++++ EXCERPT PROVIDED

Letter: What's normal after your child dies?

Posted

EDITOR’S NOTE: Vicki Lea Parnell wrote this piece in memory of her sons, Jessi and Cody Parnell, who died on this day in 2010 in a vehicle wreck on Old Manning Road.

What is normal after your child dies?

Normal is having tears waiting behind every smile when you realize someone important is missing from all the important events in your family’s life.

Normal is trying to decide what to take to the cemetery for Birthdays, Christmas, Halloween, Thanksgiving, New Year’s, Valentine’s Day, July 4th and Passover.

Normal is feeling like you can’t sit another minute without getting up and screaming, because you just don’t like to sit through anything anymore.

Normal is not sleeping very well because a thousand what-ifs and why-didn’t-Is go through your head constantly.

Normal is reliving the accident continuously through your eyes and mind, holding your head to make it go away.

Normal is having the TV on the minute you walk into the house to have noise, because the silence is deafening.

Normal is staring at every boy who looks like he is Cody Parnell or Jessi James Parnell’s ages. And then thinking of the age they would be now. Then wondering why it is even important to imagine it, because it will never happen.

Normal is every happy event in your life always being backed up with sadness lurking close behind, because of the hole in your heart.

Normal is telling the story of your children’s deaths as if it were an everyday, commonplace activity, and then seeing the horror in someone’s eyes at how awful it sounds. And yet realizing it has become a part of your “normal.”

Normal is each year coming up with the difficult task of how to honor your children’s memories and their birthdays and survive these days. And trying to find the balloon or flag that fit’s the occasion. Happy Birthday? Not really.

++++++++

**WHAT YOU WILL DO**
- A) Shorten the paragraph of the letter about life after a child's death that begins "Normal is staring at every boy" to a single sentence, and keep its main facts.
- B) Resume the letter about life after a child's death, starting right after its last paragraph.

++++ SUPPLIED ENTRIES

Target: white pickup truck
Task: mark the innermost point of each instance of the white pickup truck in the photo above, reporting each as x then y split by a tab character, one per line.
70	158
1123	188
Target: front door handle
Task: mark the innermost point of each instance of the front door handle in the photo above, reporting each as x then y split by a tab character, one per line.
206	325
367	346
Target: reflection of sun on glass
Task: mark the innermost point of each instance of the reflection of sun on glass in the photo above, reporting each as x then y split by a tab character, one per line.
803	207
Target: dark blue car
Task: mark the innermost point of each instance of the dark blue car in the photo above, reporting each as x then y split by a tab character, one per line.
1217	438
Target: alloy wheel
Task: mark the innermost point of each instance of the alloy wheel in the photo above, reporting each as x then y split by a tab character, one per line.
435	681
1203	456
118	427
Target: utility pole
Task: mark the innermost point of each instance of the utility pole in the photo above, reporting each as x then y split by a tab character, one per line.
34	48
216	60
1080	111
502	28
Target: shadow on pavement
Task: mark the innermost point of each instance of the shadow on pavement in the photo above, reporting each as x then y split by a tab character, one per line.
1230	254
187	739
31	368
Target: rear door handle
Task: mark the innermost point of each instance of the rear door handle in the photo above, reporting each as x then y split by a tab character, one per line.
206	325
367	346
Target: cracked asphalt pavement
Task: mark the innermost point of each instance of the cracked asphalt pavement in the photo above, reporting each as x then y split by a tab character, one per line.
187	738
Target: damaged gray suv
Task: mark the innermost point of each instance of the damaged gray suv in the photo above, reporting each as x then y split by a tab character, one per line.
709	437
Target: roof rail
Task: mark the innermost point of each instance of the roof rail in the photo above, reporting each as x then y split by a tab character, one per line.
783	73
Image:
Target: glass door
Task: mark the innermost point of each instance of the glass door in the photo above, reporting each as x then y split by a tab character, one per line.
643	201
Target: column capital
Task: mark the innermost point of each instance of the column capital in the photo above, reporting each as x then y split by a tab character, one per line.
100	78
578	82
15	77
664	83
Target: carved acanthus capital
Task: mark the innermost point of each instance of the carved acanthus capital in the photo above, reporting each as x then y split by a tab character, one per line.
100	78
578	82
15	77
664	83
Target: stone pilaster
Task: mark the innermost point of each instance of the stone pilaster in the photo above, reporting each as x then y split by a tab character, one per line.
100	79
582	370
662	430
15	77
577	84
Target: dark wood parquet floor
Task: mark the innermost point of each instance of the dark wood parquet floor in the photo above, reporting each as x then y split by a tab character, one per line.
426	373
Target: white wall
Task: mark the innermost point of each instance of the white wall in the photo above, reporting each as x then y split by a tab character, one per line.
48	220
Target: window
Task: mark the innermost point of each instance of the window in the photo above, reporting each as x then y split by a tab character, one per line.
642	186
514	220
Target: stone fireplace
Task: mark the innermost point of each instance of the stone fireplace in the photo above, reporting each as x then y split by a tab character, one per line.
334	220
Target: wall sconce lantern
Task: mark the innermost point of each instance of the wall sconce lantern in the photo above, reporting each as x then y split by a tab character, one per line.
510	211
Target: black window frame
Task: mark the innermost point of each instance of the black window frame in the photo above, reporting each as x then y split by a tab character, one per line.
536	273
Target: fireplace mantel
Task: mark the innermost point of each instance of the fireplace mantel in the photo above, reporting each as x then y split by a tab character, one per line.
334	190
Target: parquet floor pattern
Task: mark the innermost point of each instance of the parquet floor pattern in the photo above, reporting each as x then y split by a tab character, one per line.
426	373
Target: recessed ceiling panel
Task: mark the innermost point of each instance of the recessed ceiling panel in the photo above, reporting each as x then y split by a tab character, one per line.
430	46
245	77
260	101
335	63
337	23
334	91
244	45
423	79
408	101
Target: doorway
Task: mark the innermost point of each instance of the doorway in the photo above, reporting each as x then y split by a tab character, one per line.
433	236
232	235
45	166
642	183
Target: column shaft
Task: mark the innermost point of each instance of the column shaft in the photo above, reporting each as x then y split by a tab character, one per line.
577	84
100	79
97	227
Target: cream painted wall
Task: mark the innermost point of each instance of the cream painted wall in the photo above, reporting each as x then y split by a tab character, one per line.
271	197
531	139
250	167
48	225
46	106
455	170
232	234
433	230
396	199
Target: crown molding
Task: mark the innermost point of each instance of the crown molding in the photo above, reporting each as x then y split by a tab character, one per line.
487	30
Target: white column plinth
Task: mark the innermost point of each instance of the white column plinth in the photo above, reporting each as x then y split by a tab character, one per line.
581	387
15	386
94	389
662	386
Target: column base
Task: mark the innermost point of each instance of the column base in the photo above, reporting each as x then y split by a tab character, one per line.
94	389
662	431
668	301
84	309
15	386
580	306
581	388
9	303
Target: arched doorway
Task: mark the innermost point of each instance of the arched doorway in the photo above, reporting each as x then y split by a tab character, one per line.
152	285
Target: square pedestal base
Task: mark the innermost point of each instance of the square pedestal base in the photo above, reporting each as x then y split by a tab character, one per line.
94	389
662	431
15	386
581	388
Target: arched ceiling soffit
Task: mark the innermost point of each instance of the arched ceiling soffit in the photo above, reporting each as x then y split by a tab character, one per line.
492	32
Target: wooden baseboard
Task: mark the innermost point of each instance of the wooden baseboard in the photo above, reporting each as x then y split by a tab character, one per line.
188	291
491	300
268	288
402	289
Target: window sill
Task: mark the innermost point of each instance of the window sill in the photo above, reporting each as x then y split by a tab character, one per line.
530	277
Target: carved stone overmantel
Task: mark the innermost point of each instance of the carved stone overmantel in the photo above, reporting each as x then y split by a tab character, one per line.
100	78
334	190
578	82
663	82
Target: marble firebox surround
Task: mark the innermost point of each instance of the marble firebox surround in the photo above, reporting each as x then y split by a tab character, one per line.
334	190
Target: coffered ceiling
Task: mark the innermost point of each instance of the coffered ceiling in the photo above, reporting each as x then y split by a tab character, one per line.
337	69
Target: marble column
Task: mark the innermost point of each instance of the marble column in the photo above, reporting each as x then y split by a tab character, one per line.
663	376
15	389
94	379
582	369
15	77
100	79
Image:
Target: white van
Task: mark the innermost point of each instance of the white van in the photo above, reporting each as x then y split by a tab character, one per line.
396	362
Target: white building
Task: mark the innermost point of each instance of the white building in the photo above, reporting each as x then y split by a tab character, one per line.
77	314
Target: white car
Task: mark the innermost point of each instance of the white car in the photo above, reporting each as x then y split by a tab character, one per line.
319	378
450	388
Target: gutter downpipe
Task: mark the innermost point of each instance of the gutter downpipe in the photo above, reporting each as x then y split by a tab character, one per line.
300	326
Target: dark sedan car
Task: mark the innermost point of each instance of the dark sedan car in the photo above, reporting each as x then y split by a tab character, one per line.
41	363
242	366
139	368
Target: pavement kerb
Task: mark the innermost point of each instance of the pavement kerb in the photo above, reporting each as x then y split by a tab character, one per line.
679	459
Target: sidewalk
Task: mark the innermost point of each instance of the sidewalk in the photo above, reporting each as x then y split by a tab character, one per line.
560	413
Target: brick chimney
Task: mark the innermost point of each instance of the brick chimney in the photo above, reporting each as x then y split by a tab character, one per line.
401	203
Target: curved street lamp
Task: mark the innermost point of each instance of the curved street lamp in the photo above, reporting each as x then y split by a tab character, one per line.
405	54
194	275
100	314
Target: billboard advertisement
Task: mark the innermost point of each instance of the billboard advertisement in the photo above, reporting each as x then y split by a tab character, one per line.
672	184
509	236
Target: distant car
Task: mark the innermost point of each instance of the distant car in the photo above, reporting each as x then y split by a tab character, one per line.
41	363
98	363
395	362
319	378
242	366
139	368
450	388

++++++++

**WRITTEN RESPONSES**
- A) Normal is staring at boys who look the ages of Cody Parnell or Jessi James Parnell, then imagining the age they would be now, and wondering why that matters when it will never happen.

- B)
Normal is my heart warming and yet sinking at the sight of something special Cody Parnell and Jessi James Parnell loved. Thinking how they would love it, but how they are not here to enjoy it.

Normal is having some people afraid to mention my sons, Cody Parnell and Jessi James Parnell.

Normal is making sure that others remember them.

Normal is after the funeral is over, everyone else goes on with their lives, but we continue to grieve our loss forever.

Normal is weeks, months and years after the initial shock, the grieving gets worse, not better.

Normal is not listening to people compare anything in their life to this loss, unless they too have lost a child or children. Nothing compares.

Nothing.

Even if your child is in the remotest part of the earth away from you, it doesn’t compare.

Losing a parent is horrible, but having to bury your own child is unnatural.

Normal is trying not to cry all day, because you know your mental health depends on it.

Normal is realizing you do cry everyday.

Normal is being impatient with everything and everyone but someone stricken with grief over the loss of their child.

Normal is sitting at the computer crying, sharing how you feel with chat buddies who have also lost a child.

Normal is not listening to people make excuses for God.

“God may have done this because … ”

I know Cody Parnell and Jessi James Parnell are in “heaven,” but hearing people trying to think up excuses as to why two fantastic young men were taken from this earth is not appreciated and makes absolutely no sense to this grieving mother.

Normal is being too tired to care if you paid the bills, cleaned the house, did the laundry or if there is any food.

Normal is wondering this time whether you are going to say you have two children or one child, because you will never see this person again and it is not worth explaining that Cody Parnell and Jessi James Parnell are dead.

And yet when you say you have one child to avoid that problem, you feel horrible as if you have betrayed the dead children.

Normal is asking God why he took your childrens lives instead of yours and asking if there even is a God.

Normal is knowing you will never get over this loss, not in a day nor a million years.

Normal is having therapists agree with you that you will never “really” get over the pain and that there is nothing they can do to help you because they know only bringing back your children back from the dead could possibly make it “better.”

Normal is learning to lie to everyone you meet and telling them you are fine. You lie because it makes others uncomfortable if you cry. You’ve learned it’s easier to lie to them then to tell them the truth that you still feel empty and it’s probably never going to get any better — ever.

And last of all …

Normal is hiding all the things that have become “normal” for you to feel, so that everyone around you will think that you are “normal.”